**INSTRUCTIONS TO FOLLOW**.
Exactly as written, print every line of the listing below and omit its pictures.

======== DATA RECORDS

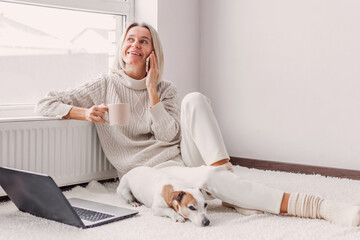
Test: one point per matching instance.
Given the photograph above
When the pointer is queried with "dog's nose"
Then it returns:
(205, 222)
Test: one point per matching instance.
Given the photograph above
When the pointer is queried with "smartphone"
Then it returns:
(147, 64)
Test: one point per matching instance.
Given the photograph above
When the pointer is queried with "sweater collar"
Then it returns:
(131, 82)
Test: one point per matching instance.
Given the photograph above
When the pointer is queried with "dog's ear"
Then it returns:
(178, 196)
(206, 194)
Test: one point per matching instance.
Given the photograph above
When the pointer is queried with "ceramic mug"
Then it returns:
(119, 114)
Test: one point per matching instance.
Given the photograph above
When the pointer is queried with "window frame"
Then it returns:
(114, 7)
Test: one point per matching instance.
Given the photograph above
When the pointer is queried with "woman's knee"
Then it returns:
(195, 99)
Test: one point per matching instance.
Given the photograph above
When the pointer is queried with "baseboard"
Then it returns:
(296, 168)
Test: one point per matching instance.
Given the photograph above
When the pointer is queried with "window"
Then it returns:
(55, 47)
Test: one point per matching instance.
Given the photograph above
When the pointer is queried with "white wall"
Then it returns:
(178, 25)
(283, 77)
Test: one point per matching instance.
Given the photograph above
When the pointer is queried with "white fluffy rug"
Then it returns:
(225, 223)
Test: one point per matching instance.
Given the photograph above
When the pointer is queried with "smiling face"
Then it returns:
(137, 46)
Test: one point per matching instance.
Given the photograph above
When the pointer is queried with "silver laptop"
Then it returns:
(39, 195)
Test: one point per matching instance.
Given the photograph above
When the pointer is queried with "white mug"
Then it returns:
(119, 114)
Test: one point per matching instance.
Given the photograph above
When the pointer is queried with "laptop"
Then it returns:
(39, 195)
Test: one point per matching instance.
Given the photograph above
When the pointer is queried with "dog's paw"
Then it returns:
(178, 218)
(135, 204)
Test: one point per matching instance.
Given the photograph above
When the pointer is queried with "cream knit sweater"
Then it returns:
(153, 134)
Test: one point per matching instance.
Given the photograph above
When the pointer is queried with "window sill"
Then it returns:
(21, 113)
(27, 119)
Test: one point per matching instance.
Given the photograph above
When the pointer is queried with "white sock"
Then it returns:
(340, 213)
(309, 206)
(304, 205)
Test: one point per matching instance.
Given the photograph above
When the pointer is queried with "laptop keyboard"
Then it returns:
(90, 215)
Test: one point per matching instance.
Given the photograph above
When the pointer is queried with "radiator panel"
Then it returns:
(68, 150)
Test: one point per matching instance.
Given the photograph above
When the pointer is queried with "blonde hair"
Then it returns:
(119, 64)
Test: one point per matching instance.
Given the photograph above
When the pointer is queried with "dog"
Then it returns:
(166, 196)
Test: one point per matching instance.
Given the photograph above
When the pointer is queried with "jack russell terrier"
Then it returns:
(166, 196)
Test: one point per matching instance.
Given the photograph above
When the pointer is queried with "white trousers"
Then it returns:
(202, 144)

================

**OUTPUT FOR THIS EXERCISE**.
Test: one point per matching instance.
Given the photograph above
When the pointer is queried with "dog's nose"
Then it returns:
(205, 222)
Test: one point per matching instance.
Given the photograph above
When the pointer is queried with "smartphone"
Then it returns:
(147, 64)
Test: one point per matching instance.
Given the photograph above
When the pointer is queried with "sweater collar"
Then it returns:
(131, 82)
Test: one point per matching instance.
Given the photograph above
When the pointer is queried with "dog's ear"
Then it returns:
(178, 196)
(206, 194)
Test: one point per matching instance.
Given the photograph above
When the pointer is queried with "ceramic mug"
Then it returns:
(119, 114)
Test: one point per matching instance.
Given the photograph above
When the pointer is queried with "window frame"
Then it returns:
(114, 7)
Test: one point per matching instance.
Given the photograph above
When the pointer is queried with "woman's knee"
Then it returns:
(195, 99)
Test: one point per matching instance.
Given the photograph above
When the pointer is queried with "baseboard"
Then it returns:
(296, 168)
Test: one point per matching instance.
Given the photograph above
When the pointer is queried with "window"
Then it returns:
(55, 47)
Test: one point per matching instance.
Given the photograph above
When the pointer is queried with "white wall"
Then it returns:
(178, 25)
(283, 77)
Test: one point per matching instance.
Given the photograph above
When the pointer is queried with "white fluffy rug"
Then it returns:
(225, 223)
Test: one point per matching instance.
Given the photograph above
When the pointer is queried with "smiling face"
Then it returns:
(137, 46)
Test: one point per matching instance.
Given the photograph above
When the pointer is queried with "silver laptop"
Then it returns:
(39, 195)
Test: one point per matching instance.
Given the photograph above
When the pointer is queried with "white mug"
Then it returns:
(119, 114)
Test: one point per matching instance.
Given the photograph above
When the pointer is queried with "laptop"
Then it returns:
(39, 195)
Test: one point per matching instance.
Given the photograph above
When the pointer is queried with "dog's paw"
Then it returns:
(178, 218)
(135, 204)
Test: one point per matching instance.
Given the photograph above
When the pointer is queried with "cream knit sweater"
Then it returns:
(153, 134)
Test: one point per matching instance.
Given the photograph above
When the pointer is queried with "window sill"
Then it returns:
(21, 113)
(27, 119)
Test: one point per matching instance.
Given the photograph above
When the pointer is queried with "white sock"
Then it returns:
(340, 213)
(309, 206)
(304, 205)
Test: one point per matching instance.
Given the photograph above
When the pointer is queried with "laptop keyboard"
Then it returns:
(90, 215)
Test: one point per matching instance.
Given the photograph above
When the pointer is queried with "radiator panel"
Then it returns:
(68, 150)
Test: one point per matching instance.
Given the photograph above
When the pointer is queried with "blonde hair"
Then it returns:
(119, 64)
Test: one point per matching instance.
Given the photograph above
When the pointer is queried with "dog"
Then it returns:
(166, 196)
Test: one point per matching instance.
Given the photograph above
When the pointer is queried with "jack russell terrier"
Then it returns:
(166, 196)
Test: one point per matching instance.
Given the photograph above
When the pointer is queried with "white trousers"
Then it returns:
(202, 144)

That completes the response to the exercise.